── The input

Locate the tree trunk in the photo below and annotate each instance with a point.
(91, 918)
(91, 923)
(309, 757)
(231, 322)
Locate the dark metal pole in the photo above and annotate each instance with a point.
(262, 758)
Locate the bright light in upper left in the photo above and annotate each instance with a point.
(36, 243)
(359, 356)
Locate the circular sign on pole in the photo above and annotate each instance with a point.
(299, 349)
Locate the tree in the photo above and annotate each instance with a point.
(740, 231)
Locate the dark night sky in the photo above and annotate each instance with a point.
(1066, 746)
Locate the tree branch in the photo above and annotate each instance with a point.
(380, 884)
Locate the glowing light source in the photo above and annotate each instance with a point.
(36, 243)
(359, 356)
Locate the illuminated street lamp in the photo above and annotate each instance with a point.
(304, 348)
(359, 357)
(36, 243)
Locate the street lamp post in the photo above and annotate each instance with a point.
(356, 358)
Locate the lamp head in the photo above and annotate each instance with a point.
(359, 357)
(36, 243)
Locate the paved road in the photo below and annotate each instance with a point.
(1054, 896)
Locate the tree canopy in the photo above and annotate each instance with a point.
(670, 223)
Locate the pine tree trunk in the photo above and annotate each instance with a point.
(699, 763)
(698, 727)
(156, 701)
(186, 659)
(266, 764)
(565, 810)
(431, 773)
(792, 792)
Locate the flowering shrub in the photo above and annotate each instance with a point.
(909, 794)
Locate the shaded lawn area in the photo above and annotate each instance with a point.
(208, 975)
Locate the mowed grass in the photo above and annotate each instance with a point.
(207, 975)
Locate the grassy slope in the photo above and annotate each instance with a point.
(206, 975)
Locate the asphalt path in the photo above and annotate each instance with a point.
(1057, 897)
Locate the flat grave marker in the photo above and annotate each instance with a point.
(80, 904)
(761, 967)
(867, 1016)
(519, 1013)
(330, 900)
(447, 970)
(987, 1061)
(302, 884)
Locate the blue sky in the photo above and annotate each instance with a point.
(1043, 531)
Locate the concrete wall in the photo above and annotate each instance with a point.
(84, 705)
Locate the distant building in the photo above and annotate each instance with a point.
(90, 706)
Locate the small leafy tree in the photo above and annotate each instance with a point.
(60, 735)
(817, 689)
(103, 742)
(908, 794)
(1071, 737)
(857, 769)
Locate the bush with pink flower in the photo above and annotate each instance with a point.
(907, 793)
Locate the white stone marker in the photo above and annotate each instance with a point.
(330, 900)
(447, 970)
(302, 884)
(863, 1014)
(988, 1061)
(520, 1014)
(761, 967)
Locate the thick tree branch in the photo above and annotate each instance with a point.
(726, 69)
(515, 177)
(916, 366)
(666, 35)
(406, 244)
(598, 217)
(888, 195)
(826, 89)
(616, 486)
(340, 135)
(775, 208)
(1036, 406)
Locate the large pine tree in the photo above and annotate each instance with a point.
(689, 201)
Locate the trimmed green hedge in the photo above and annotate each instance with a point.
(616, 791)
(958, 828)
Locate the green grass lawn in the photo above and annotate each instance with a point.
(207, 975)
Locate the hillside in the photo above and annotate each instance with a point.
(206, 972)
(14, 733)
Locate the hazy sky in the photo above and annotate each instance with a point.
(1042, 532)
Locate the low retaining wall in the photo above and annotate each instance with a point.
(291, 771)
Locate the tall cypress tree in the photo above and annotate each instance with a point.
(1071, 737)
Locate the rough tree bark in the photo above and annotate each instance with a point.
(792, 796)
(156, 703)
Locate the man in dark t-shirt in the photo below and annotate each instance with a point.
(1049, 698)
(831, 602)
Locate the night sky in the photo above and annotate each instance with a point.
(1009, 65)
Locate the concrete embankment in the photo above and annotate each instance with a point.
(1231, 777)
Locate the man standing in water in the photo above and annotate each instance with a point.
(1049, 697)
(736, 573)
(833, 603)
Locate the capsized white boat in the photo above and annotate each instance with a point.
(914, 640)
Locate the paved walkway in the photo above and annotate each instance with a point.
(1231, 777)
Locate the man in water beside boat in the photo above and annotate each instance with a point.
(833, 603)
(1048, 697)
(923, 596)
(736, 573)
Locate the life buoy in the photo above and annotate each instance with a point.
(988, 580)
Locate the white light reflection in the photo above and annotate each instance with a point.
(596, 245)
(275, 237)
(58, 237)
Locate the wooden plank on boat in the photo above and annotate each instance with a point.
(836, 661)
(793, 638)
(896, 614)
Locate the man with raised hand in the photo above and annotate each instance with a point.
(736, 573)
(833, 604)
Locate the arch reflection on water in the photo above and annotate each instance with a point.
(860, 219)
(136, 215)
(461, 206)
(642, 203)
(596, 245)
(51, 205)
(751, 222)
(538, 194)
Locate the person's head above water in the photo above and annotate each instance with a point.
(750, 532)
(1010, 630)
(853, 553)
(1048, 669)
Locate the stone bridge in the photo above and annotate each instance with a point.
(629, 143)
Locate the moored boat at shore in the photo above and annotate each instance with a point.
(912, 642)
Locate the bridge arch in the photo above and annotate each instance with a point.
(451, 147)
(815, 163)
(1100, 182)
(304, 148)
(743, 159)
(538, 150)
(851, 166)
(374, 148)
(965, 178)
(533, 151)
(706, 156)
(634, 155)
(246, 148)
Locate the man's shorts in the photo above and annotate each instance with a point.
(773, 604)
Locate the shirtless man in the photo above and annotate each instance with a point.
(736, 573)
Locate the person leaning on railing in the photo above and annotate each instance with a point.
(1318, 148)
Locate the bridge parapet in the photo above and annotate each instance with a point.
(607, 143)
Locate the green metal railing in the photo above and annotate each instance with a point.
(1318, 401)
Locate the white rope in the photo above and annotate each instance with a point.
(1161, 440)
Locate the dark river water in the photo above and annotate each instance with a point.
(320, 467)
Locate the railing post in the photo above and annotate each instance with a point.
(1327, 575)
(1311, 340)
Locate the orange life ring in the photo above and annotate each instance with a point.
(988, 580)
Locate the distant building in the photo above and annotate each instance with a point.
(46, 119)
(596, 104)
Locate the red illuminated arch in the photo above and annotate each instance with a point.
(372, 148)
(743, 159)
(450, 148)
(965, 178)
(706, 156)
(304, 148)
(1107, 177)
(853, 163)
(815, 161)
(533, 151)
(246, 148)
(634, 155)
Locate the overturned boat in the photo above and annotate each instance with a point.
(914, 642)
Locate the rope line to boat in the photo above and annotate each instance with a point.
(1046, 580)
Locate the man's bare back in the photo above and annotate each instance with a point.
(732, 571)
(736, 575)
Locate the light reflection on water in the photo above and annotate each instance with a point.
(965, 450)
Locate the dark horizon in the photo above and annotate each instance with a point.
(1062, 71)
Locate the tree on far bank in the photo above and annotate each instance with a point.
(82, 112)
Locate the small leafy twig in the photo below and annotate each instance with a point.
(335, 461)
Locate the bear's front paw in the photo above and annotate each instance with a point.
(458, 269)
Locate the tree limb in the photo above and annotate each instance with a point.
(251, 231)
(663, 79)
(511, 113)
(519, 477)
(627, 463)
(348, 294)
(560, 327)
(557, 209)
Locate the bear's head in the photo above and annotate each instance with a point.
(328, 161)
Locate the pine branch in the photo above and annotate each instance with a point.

────

Copy every one of the records above word for word, keeping them in their original order.

[Worked answer]
Locate the tree trunk in the photo below and annotate each instance with a point.
(91, 918)
(91, 923)
(309, 757)
(231, 322)
Locate the dark metal pole in the photo above and annotate each instance with a point.
(262, 758)
Locate the bright light in upper left in the photo above and annotate each instance with a point.
(36, 243)
(359, 356)
Locate the circular sign on pole in the photo above and annotate each instance with a point.
(299, 349)
Locate the tree in the photo above and annotate each instance with a point.
(740, 231)
Locate the dark night sky in the photo above and annotate each instance with a point.
(1066, 746)
Locate the tree branch in the photo above and annotate each instance with a point.
(380, 884)
Locate the glowing light source in the photo above and annotate each instance with a point.
(36, 243)
(359, 356)
Locate the illuminated street lamp in the photo above and annotate each instance with a point.
(304, 348)
(359, 357)
(36, 243)
Locate the street lamp post in the photo above and annotate each instance with a point.
(356, 358)
Locate the lamp head in the photo above and annotate each instance with a point.
(359, 357)
(36, 243)
Locate the paved road in the photo below and annotate each instance with a point.
(1054, 896)
Locate the tree canopy in the photo above and annotate each instance with a point.
(670, 223)
Locate the pine tree trunk in the photo above and annotate each instance with a point.
(699, 763)
(698, 727)
(156, 701)
(186, 659)
(266, 764)
(565, 810)
(431, 773)
(792, 792)
Locate the flowering shrub in the photo above and annotate each instance with a point.
(909, 794)
Locate the shaded lawn area in the photo above and annotate each instance with a point.
(208, 975)
Locate the mowed grass in the photo above and annotate each instance with a point.
(207, 975)
Locate the grassy slope in the photo above and annotate each instance with a point.
(206, 975)
Locate the asphalt path in the photo above and annotate each instance with a point.
(1057, 897)
Locate the flat grave marker in the photo above and annotate each instance with a point.
(80, 904)
(761, 967)
(867, 1016)
(519, 1013)
(330, 900)
(447, 970)
(987, 1061)
(302, 884)
Locate the blue sky in the photo above and annotate each instance with a point.
(1043, 531)
Locate the concrete wall in the photo above and annotate each instance with a point.
(84, 705)
Locate the distant building in the photo above and annotate each instance with a point.
(90, 706)
Locate the small leafy tree in the photo above and annotate each instance with a point.
(60, 735)
(817, 689)
(103, 742)
(908, 794)
(1071, 737)
(857, 769)
Locate the bush with pink flower in the photo above and annotate each instance with a point.
(907, 793)
Locate the white stone marker in the photo above and annotate each instance with a point.
(330, 900)
(447, 970)
(302, 884)
(863, 1014)
(988, 1061)
(520, 1014)
(761, 967)
Locate the thick tree branch in the photo above and annotate each instance with a point.
(726, 69)
(515, 177)
(916, 366)
(666, 35)
(406, 244)
(598, 217)
(888, 195)
(826, 89)
(616, 486)
(340, 135)
(775, 208)
(1036, 406)
Locate the large pine tree in the photo above and annotate each instance with a point.
(689, 201)
Locate the trimmed green hedge in the photo above and annotate each instance with a point.
(616, 791)
(958, 828)
Locate the green grass lawn in the photo above and annotate each instance with a point.
(207, 975)
Locate the hillside in the photo above and annotate each instance with a point.
(206, 972)
(14, 733)
Locate the hazy sky in the photo above and annotate each instance with a point.
(1042, 532)
Locate the low retaining wall in the photo above and annotate each instance with a point.
(291, 771)
Locate the tall cypress tree in the photo above and annotate each instance with a point.
(1071, 737)
Locate the rough tree bark in the photo above and annotate each instance with a point.
(792, 796)
(156, 703)
Locate the man in dark t-shirt in the photo below and annotate each instance with a point.
(1049, 698)
(831, 602)
Locate the night sky in the photo above and annotate each instance with a point.
(1009, 65)
Locate the concrete embankment in the photo above and annotate each instance with a point.
(1231, 777)
Locate the man standing in water in the photo above and annotate each instance with a point.
(1049, 697)
(736, 573)
(833, 603)
Locate the capsized white boat in the photo above and annotate each instance with a point.
(914, 640)
Locate the paved walkway in the photo above and annotate each instance with a point.
(1231, 777)
Locate the man in water beside boat in the photo above and annotate each instance with a point.
(833, 603)
(1048, 697)
(923, 596)
(736, 573)
Locate the life buoy in the photo above and annotate each instance with a point.
(988, 580)
Locate the white light reflection in the photo above and annotate each instance with a point.
(596, 245)
(275, 237)
(58, 237)
Locate the wooden plank on boat in the photo above and annotate each instance with a point.
(836, 661)
(793, 638)
(896, 614)
Locate the man with raised hand in the photo above and annotate each instance with a point.
(736, 573)
(833, 604)
Locate the arch reflection on water in the photo above and annotate each instance with a point.
(860, 219)
(136, 215)
(461, 206)
(642, 203)
(596, 245)
(51, 205)
(751, 222)
(538, 194)
Locate the person's head above water in the photo above and annotate each instance with a point.
(750, 532)
(1010, 630)
(853, 553)
(1048, 669)
Locate the stone bridge in the photo above and annotate each instance with a point.
(629, 143)
Locate the moored boat at shore in the photo above and annotate each instance with a point.
(912, 642)
Locate the bridge arch in the photo above and annotate each instance with a point.
(451, 147)
(815, 163)
(1100, 182)
(304, 148)
(743, 159)
(538, 150)
(851, 166)
(374, 148)
(965, 178)
(533, 151)
(706, 156)
(634, 155)
(246, 148)
Locate the man's shorts in the photo above and annotate each instance with a point.
(773, 604)
Locate the shirtless man in the photo above and annotate each instance with a point.
(736, 573)
Locate the person leaning on railing in the photo above and annotate each instance with a point.
(1318, 148)
Locate the bridge parapet in the photo above and annotate each instance with a point.
(607, 143)
Locate the green metal railing in the photo above and annotate each instance with a point.
(1318, 401)
Locate the white rope in the photo above and annotate each instance with a point.
(1161, 440)
Locate the dark river water in the photo above and annotate each instance with a point.
(320, 467)
Locate the railing post in the photo above and annotate each instance with a point.
(1327, 575)
(1311, 340)
Locate the orange life ring in the photo above and annotate each instance with a point.
(988, 580)
Locate the distant building in the photo above and annotate each instance with a point.
(46, 119)
(596, 104)
Locate the red illuminated arch in the photo above and annotate each instance with a point.
(372, 148)
(743, 159)
(450, 148)
(965, 178)
(706, 156)
(304, 148)
(1107, 177)
(853, 163)
(815, 161)
(533, 151)
(246, 148)
(634, 155)
Locate the overturned boat in the photo above and annotate each instance with a point.
(914, 642)
Locate the rope line to boat in the photo above and annotate each instance with a point.
(1046, 580)
Locate the man's bare back in the photo above and annotate each instance with a point.
(732, 571)
(736, 575)
Locate the light reflection on water in the photo above and annotate each instance with a point.
(965, 450)
Locate the dark horizon in the photo above and annotate each instance with a point.
(1062, 71)
Locate the tree on far bank in the photo above and annotate each instance with a point.
(82, 112)
Locate the small leafy twig in the photo below and annotate each instance with a point.
(335, 461)
Locate the bear's front paw in the photo above and annotate each instance with a point.
(458, 269)
Locate the tree limb in the photo above and annotate each instance with a point.
(251, 231)
(663, 79)
(511, 113)
(519, 477)
(627, 463)
(348, 294)
(560, 327)
(557, 209)
Locate the bear's head in the photo above and annotate each instance with a point.
(328, 161)
Locate the pine branch in the photo above and annotate each instance with a point.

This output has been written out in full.